**Given request**
Reproduce every line of the material below without changing a single character.

-- Begin Records supplied --

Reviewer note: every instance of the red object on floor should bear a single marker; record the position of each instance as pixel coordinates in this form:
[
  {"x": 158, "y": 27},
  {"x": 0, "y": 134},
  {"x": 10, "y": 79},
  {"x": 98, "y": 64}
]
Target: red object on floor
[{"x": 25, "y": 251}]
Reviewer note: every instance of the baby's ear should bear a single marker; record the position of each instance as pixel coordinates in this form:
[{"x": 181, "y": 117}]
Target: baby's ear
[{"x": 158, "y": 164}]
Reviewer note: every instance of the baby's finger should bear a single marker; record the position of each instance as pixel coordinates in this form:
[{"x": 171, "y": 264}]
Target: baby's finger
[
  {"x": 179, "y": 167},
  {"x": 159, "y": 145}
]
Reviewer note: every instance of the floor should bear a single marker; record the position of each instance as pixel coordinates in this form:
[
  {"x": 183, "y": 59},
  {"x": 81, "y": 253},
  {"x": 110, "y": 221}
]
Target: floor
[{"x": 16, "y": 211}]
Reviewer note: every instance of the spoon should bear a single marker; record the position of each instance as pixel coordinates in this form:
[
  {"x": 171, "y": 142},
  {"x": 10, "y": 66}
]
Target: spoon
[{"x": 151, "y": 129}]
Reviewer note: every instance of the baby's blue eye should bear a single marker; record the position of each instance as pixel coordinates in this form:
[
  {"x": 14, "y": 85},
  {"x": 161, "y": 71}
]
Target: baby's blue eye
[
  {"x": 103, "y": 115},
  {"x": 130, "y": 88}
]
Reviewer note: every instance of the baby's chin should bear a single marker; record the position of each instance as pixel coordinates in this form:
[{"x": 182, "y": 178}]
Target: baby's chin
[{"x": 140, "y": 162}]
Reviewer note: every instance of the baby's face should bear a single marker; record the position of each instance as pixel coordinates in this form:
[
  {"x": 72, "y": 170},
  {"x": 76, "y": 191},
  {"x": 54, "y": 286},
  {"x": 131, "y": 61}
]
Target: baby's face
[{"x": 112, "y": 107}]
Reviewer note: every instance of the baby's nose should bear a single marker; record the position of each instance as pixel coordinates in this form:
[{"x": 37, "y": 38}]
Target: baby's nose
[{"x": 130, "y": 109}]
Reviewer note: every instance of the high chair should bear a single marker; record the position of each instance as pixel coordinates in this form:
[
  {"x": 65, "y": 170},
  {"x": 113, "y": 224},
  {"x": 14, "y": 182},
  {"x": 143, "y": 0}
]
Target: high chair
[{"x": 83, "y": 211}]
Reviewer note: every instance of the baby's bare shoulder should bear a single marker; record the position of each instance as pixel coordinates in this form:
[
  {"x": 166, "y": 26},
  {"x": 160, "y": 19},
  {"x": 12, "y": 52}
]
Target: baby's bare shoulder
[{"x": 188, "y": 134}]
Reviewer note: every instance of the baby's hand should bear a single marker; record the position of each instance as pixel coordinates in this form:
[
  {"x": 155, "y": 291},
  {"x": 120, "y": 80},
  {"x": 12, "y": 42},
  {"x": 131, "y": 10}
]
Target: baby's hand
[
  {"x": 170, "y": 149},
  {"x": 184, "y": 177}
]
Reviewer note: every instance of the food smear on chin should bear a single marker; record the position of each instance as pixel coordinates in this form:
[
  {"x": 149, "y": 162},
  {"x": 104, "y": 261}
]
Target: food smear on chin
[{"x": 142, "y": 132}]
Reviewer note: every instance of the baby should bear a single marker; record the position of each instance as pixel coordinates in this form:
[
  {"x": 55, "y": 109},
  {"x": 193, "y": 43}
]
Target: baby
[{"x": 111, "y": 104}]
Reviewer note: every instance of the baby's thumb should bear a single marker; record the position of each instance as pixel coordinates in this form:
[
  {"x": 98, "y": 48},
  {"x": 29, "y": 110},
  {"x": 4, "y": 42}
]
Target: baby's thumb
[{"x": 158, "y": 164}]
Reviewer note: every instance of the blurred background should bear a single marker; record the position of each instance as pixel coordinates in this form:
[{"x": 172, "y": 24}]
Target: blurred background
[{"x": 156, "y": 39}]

-- End Records supplied --

**Solution**
Reviewer note: every instance of the red object on floor should bear a single marker; record the position of each instance as pixel coordinates in this form:
[
  {"x": 158, "y": 27},
  {"x": 0, "y": 134},
  {"x": 10, "y": 79},
  {"x": 98, "y": 64}
]
Target: red object on floor
[{"x": 25, "y": 251}]
Reviewer note: every instance of the baby's ear should bear a single marker; record the position of each instance as pixel coordinates in this form:
[{"x": 181, "y": 117}]
Target: baby's ear
[{"x": 158, "y": 164}]
Reviewer note: every instance of the baby's finger should bear a single marker; record the position of each instance as pixel coordinates in this form:
[{"x": 171, "y": 264}]
Target: baby's finger
[
  {"x": 179, "y": 167},
  {"x": 159, "y": 145}
]
Reviewer note: every instance of the floor should bear a single marker; record the position of each instance as pixel coordinates in this form:
[
  {"x": 183, "y": 59},
  {"x": 81, "y": 253},
  {"x": 110, "y": 221}
]
Target: floor
[{"x": 16, "y": 211}]
Reviewer note: every instance of the spoon should bear a single marker; record the position of each instance as pixel coordinates in this form:
[
  {"x": 171, "y": 142},
  {"x": 10, "y": 66}
]
Target: spoon
[{"x": 151, "y": 129}]
Reviewer note: every instance of the baby's blue eye should bear a single marker; record the position of each instance as pixel coordinates in this form:
[
  {"x": 14, "y": 85},
  {"x": 161, "y": 71}
]
Target: baby's blue eye
[
  {"x": 103, "y": 115},
  {"x": 130, "y": 88}
]
Reviewer note: every instance of the baby's chin should bear a single marker; record the position of each instance as pixel coordinates in this form:
[{"x": 182, "y": 178}]
Target: baby's chin
[{"x": 140, "y": 162}]
Reviewer note: every instance of the baby's face should bear a single marker; record the position of each instance as pixel coordinates in this form:
[
  {"x": 72, "y": 170},
  {"x": 76, "y": 191},
  {"x": 54, "y": 286},
  {"x": 131, "y": 61}
]
Target: baby's face
[{"x": 112, "y": 107}]
Reviewer note: every instance of the baby's nose should bear a single marker; record the position of each instance as pixel coordinates in this form:
[{"x": 37, "y": 38}]
Target: baby's nose
[{"x": 130, "y": 109}]
Reviewer note: every instance of the high chair should bear a single marker; record the position of each instance as pixel coordinates in this form:
[
  {"x": 65, "y": 170},
  {"x": 113, "y": 224},
  {"x": 14, "y": 182},
  {"x": 143, "y": 0}
]
Target: high chair
[{"x": 83, "y": 211}]
Reviewer note: every instance of the baby's bare shoulder should bear a single marker; record the position of each instance as pixel coordinates in this form:
[
  {"x": 166, "y": 26},
  {"x": 160, "y": 19},
  {"x": 12, "y": 52}
]
Target: baby's bare shoulder
[{"x": 188, "y": 134}]
Reviewer note: every instance of the baby's hand should bear a single marker; record the position of each instance as pixel coordinates in this form:
[
  {"x": 155, "y": 291},
  {"x": 120, "y": 80},
  {"x": 12, "y": 42},
  {"x": 131, "y": 10}
]
Target: baby's hand
[
  {"x": 170, "y": 149},
  {"x": 184, "y": 177}
]
Reviewer note: every instance of the food smear on chin should bear a single marker; record the position of each instance as pixel coordinates in this form:
[
  {"x": 149, "y": 162},
  {"x": 104, "y": 261}
]
Target: food smear on chin
[{"x": 142, "y": 132}]
Reviewer note: every instance of the baby should bear a single marker; record the position of each instance as pixel coordinates in this form:
[
  {"x": 55, "y": 109},
  {"x": 193, "y": 43}
]
Target: baby
[{"x": 111, "y": 104}]
Reviewer note: every instance of the baby's thumb should bear a single marker; record the position of each instance as pixel coordinates in this form:
[
  {"x": 98, "y": 48},
  {"x": 29, "y": 110},
  {"x": 4, "y": 42}
]
Target: baby's thumb
[{"x": 158, "y": 164}]
Reviewer note: every instance of the blurred background should bear a single marker; record the position of each instance as pixel coordinates in this form:
[{"x": 172, "y": 24}]
Target: blurred background
[{"x": 156, "y": 39}]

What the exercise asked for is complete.